■ Task ■
Return, from the data below, each line that contains the word "wooden".

■ Data to process ■
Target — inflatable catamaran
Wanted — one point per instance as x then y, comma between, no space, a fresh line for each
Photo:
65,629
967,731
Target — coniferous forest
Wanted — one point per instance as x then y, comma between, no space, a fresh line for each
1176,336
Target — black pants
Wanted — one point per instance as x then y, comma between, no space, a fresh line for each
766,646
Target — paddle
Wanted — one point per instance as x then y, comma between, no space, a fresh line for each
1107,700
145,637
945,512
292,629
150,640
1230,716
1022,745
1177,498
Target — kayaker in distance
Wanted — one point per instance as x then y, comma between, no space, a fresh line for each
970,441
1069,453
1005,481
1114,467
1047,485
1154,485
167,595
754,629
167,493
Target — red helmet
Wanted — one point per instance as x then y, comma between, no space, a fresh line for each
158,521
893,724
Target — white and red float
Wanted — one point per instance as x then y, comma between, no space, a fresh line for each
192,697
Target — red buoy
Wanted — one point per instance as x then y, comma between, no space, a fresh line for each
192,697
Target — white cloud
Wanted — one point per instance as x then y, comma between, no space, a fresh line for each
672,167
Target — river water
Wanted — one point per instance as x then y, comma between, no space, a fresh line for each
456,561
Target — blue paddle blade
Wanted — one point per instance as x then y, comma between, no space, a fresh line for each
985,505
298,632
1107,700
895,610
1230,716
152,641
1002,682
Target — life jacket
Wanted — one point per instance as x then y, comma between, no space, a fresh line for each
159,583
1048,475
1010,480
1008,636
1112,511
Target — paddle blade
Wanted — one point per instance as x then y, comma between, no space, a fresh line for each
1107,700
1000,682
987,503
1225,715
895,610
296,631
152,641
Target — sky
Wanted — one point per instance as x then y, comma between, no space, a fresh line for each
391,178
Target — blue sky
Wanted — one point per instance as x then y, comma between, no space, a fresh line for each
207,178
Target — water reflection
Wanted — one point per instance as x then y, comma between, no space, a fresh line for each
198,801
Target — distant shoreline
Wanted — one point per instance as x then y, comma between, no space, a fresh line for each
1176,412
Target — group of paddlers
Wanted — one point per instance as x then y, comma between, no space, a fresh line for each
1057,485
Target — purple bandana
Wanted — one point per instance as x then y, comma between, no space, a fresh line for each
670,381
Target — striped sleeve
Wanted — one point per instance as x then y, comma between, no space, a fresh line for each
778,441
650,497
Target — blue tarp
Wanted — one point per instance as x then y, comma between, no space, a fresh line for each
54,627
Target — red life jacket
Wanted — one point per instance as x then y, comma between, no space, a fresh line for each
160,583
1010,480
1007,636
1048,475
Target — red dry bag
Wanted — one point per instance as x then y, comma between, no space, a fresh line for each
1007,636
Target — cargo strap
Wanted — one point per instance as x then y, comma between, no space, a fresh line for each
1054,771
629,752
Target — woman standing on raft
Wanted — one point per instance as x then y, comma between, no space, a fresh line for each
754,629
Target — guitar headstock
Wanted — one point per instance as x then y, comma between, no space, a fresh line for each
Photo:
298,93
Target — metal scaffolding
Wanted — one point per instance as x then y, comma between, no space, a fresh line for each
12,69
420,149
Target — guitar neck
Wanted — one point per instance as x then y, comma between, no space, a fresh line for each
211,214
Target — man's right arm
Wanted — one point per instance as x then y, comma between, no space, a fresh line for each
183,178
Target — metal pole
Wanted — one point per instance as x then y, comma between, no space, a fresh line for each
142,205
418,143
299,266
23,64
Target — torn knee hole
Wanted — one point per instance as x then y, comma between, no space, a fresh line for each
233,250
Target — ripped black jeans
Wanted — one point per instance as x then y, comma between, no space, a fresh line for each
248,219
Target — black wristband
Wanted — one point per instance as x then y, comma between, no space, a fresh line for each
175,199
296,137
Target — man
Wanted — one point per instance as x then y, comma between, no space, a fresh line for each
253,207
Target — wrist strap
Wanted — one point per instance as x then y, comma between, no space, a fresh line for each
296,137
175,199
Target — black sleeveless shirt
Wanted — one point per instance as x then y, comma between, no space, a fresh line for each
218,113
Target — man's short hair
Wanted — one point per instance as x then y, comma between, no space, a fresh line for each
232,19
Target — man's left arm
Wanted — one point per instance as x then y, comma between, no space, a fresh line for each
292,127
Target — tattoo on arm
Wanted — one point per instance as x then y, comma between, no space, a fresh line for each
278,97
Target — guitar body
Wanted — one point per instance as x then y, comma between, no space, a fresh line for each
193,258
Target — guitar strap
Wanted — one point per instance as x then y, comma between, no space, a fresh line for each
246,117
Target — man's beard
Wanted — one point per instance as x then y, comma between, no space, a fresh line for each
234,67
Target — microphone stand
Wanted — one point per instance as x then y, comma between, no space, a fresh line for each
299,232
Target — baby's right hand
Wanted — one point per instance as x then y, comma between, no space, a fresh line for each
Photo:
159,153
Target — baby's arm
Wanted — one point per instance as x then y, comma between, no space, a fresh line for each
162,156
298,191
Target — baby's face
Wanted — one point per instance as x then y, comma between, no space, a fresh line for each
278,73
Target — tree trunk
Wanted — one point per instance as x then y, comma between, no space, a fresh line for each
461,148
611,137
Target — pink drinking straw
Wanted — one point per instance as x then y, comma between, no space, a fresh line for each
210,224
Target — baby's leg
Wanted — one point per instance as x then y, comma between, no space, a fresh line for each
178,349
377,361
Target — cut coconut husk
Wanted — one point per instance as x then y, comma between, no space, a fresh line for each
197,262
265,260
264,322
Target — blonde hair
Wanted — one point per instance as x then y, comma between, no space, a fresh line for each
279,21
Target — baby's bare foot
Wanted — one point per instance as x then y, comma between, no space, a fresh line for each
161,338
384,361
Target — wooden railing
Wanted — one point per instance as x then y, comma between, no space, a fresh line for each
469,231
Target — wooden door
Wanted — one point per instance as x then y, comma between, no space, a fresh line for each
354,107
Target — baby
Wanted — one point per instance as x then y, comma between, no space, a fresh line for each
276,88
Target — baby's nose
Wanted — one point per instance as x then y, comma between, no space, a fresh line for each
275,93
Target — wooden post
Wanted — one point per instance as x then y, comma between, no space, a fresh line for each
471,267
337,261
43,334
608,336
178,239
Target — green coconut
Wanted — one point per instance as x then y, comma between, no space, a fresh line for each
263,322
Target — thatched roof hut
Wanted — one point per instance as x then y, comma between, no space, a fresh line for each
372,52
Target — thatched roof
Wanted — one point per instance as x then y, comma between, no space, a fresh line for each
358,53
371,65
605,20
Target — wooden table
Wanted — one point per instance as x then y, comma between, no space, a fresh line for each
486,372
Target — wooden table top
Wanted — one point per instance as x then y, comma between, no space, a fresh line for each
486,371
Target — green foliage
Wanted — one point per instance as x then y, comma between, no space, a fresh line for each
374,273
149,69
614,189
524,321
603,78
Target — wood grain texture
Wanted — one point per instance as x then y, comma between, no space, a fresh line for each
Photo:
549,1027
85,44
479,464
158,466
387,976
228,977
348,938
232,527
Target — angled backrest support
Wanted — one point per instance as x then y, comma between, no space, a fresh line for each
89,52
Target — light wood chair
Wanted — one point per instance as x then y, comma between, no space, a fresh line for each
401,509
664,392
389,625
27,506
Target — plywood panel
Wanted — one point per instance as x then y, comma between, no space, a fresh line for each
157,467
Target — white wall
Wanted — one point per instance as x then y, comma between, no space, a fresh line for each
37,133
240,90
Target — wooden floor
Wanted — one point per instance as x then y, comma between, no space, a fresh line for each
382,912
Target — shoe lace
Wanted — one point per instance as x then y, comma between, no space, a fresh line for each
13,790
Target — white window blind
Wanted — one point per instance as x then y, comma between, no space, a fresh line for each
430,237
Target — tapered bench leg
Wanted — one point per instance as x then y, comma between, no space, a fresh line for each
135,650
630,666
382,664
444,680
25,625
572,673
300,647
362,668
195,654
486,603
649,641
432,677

■ Answer for the task ■
Target — wooden railing
Target — wooden door
Target — wooden post
Target — wooden table
Target — wooden table top
Target — wooden floor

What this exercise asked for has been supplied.